Stored entries:
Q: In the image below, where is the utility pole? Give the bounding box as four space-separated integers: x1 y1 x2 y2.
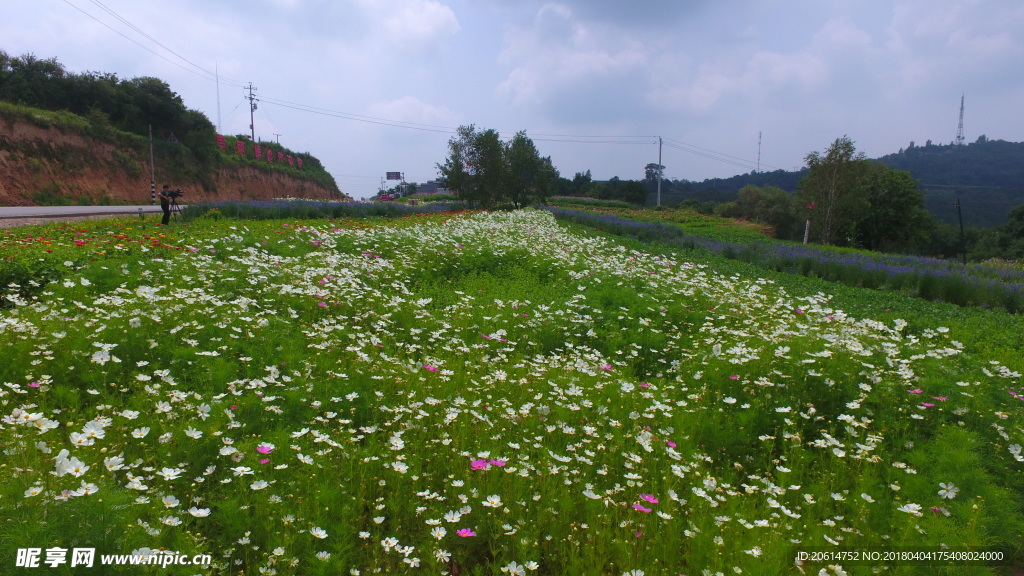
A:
215 62 222 132
246 83 259 141
148 124 156 205
955 196 967 264
274 133 282 144
657 136 662 207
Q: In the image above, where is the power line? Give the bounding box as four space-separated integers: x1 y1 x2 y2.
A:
63 0 249 88
62 0 785 177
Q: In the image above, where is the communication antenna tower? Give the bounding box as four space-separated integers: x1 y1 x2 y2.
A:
955 94 965 146
757 131 762 173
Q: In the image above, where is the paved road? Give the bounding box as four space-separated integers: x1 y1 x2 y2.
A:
0 205 190 228
0 205 171 218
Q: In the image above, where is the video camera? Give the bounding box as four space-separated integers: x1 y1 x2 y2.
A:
165 189 183 199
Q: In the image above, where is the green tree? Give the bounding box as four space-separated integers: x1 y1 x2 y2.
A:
505 131 557 208
857 165 931 252
572 170 592 195
797 136 869 245
437 125 556 208
437 125 503 208
715 184 800 239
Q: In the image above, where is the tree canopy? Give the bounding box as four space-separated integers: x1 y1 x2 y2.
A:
437 125 557 208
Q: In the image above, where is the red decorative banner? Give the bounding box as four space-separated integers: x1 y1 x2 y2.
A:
215 134 226 150
254 144 262 159
236 140 246 156
277 151 285 163
286 155 293 166
297 158 303 169
266 148 273 162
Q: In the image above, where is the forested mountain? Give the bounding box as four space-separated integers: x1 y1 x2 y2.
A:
876 137 1024 227
664 137 1024 227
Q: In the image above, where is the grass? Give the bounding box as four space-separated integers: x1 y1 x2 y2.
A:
544 206 1024 314
1 206 1022 575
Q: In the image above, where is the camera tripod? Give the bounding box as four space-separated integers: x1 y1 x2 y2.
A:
169 198 183 220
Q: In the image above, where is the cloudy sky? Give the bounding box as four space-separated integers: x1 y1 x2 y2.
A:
4 1 1023 199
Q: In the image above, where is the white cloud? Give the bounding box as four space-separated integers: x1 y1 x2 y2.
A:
497 4 650 120
358 0 460 51
365 96 461 128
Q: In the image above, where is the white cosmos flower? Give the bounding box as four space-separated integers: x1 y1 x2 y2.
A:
501 561 526 576
310 527 328 539
162 495 180 508
156 467 184 481
897 502 923 516
188 507 211 517
938 482 959 499
250 480 269 490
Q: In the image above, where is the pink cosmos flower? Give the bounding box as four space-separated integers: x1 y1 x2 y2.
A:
666 440 677 448
908 389 923 394
260 458 270 464
921 402 935 407
599 364 614 371
639 382 650 388
456 528 475 537
934 396 948 402
317 302 327 307
28 382 40 388
632 504 652 513
639 494 659 504
423 365 440 372
795 309 804 314
729 375 739 380
470 459 489 470
256 444 274 454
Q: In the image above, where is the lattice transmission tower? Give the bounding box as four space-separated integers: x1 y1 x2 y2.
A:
955 94 965 146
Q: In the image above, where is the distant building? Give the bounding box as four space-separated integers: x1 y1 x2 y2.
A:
411 180 450 195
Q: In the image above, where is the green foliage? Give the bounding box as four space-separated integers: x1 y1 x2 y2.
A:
858 164 932 251
111 148 143 178
30 182 71 206
547 197 634 209
714 184 800 238
2 211 1023 574
0 51 341 197
437 125 557 208
796 136 870 245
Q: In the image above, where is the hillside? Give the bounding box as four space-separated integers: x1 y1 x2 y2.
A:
0 51 345 206
668 138 1024 227
0 106 344 206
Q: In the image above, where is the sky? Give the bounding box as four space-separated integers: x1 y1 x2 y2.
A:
3 0 1023 199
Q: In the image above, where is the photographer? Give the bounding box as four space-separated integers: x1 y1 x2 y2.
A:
158 184 172 225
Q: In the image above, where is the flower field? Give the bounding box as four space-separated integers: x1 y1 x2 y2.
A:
1 209 1022 575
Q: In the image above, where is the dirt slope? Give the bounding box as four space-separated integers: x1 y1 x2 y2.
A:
0 117 341 206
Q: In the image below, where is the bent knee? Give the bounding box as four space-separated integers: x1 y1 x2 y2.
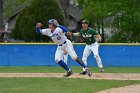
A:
71 55 77 60
55 58 61 63
82 57 87 61
82 54 88 59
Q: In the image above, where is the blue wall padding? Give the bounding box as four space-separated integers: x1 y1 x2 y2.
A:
0 44 140 66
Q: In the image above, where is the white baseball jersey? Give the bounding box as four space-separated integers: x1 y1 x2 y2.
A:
40 27 78 62
40 27 67 45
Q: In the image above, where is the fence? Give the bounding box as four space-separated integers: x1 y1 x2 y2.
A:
0 43 140 67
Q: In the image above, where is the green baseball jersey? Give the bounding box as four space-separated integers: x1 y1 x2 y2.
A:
79 27 98 44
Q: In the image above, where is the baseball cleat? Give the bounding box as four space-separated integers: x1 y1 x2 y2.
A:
64 70 73 77
86 68 92 77
79 71 86 75
100 68 105 73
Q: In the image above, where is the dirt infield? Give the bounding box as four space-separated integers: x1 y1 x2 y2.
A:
0 73 140 80
97 84 140 93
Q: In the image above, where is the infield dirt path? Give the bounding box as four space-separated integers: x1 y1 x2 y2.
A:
0 73 140 80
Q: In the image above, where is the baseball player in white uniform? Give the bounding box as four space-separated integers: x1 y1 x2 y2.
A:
35 19 92 77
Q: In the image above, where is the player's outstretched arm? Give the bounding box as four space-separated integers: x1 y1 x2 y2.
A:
58 25 72 36
58 25 80 36
59 25 68 32
72 32 80 36
35 23 50 36
94 35 102 42
66 32 80 36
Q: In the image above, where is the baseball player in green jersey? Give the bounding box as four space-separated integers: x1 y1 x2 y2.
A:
68 19 104 74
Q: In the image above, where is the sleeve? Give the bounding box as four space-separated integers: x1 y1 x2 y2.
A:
92 29 98 35
41 29 51 36
79 29 82 36
59 25 68 32
79 30 85 39
35 28 50 35
35 28 41 33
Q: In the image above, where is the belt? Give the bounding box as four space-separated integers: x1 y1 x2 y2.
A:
87 41 96 45
59 41 67 46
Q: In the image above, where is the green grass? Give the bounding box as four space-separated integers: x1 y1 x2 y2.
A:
0 78 139 93
0 66 140 73
0 66 140 93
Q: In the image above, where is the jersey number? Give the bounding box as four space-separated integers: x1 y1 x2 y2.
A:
57 36 61 40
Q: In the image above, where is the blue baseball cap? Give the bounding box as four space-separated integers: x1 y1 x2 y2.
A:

What to do
What you give back must be the stretch above, starting at the line with "Q: In the image above, where is the white cloud?" and ending at the line with "Q: In the image above, where is the pink", copied exactly.

Completed exercise
Q: In the image above, where is the white cloud? Give the bounding box as four space-separated integers: x1 y1 x2 y2.
A:
497 4 650 120
358 0 460 51
365 96 461 128
Q: In the image above, where is the white cosmos flower? Give the bounding box as four space-separated integers: x1 y1 x2 y2.
A:
501 561 526 576
310 527 328 539
162 495 180 508
156 467 184 481
897 502 923 516
188 507 211 517
938 482 959 499
250 480 269 490
Q: In the image above, where is the pink cosmos flower? Give the bounding box as four space-separated integers: x1 y1 x2 y2.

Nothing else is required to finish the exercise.